**THE TASK:** Set down each line of the data below exactly.

[Stored items from a collection]

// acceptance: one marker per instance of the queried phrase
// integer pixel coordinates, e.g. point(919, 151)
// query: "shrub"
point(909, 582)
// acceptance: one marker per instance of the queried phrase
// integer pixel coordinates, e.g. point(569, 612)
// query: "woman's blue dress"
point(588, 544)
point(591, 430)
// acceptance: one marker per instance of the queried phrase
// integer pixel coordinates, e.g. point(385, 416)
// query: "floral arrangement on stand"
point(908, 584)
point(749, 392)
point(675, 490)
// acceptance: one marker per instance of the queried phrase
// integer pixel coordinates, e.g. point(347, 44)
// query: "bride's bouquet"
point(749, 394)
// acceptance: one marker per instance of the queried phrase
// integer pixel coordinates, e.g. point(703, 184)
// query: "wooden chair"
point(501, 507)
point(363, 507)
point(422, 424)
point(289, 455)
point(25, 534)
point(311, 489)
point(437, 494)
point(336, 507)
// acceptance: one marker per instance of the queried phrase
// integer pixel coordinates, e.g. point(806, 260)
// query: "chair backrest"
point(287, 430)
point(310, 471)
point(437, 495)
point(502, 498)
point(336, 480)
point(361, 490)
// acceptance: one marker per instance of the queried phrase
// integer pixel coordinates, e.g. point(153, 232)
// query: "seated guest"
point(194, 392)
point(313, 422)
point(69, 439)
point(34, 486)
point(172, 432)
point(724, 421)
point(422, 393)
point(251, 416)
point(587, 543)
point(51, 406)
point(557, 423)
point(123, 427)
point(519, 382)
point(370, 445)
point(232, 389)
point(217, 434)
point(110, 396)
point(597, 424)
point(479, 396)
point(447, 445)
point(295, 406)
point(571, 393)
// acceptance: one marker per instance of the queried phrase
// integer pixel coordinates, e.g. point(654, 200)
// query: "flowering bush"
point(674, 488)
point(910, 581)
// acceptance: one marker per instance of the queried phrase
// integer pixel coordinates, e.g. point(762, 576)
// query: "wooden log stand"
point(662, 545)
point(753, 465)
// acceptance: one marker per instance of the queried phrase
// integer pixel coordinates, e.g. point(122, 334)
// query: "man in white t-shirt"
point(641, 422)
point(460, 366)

**ANSWER TO THE PROBLEM:**
// acceptance: one marker per instance of the queried phrase
// integer pixel coordinates, e.g. point(919, 151)
// query: "shrub"
point(909, 582)
// acceptance: one marker per instance of the queried phrase
// integer pixel coordinates, e.g. point(569, 612)
// query: "woman's blue dress"
point(588, 544)
point(591, 430)
// acceptance: one marker per instance of the queried phrase
// integer pixel coordinates, e.g. point(385, 416)
// query: "floral arrangement on stand"
point(908, 584)
point(749, 392)
point(675, 490)
// acceptance: one marker per instance of the queried phrase
// integer pixel coordinates, e.g. point(347, 44)
// query: "bride's bouquet"
point(749, 394)
// acceptance: one marker per instance of the queried phrase
// integer pixel coordinates, e.g. point(703, 184)
// query: "wooden chair"
point(501, 507)
point(363, 507)
point(422, 424)
point(289, 455)
point(25, 534)
point(311, 489)
point(437, 494)
point(336, 507)
// acceptance: one marker per instance of the queried phrase
// integer pixel coordinates, e.g. point(806, 260)
// query: "chair backrest"
point(287, 430)
point(310, 471)
point(437, 495)
point(502, 498)
point(336, 480)
point(361, 490)
// acceptance: one marker per instance of the queried phrase
// integer pixel coordinates, e.g. point(153, 232)
// query: "seated guest"
point(194, 392)
point(313, 422)
point(69, 439)
point(34, 486)
point(172, 432)
point(724, 421)
point(422, 393)
point(251, 416)
point(587, 543)
point(51, 406)
point(557, 423)
point(123, 427)
point(519, 382)
point(370, 445)
point(232, 389)
point(217, 434)
point(110, 396)
point(597, 424)
point(479, 396)
point(447, 445)
point(295, 406)
point(571, 393)
// acceptance: one marker per instance of the queried phrase
// integer pixel coordinates, e.g. point(654, 200)
// query: "flowering bush"
point(674, 488)
point(910, 581)
// acceptance: one marker per instance of the queried phrase
// integer pixel coordinates, e.g. point(762, 576)
// query: "wooden log stand"
point(662, 545)
point(753, 465)
// acceptance: one marker per instance of the queried phrase
// integer pixel coordinates, e.g. point(122, 334)
// query: "man in white t-shirt"
point(641, 422)
point(460, 366)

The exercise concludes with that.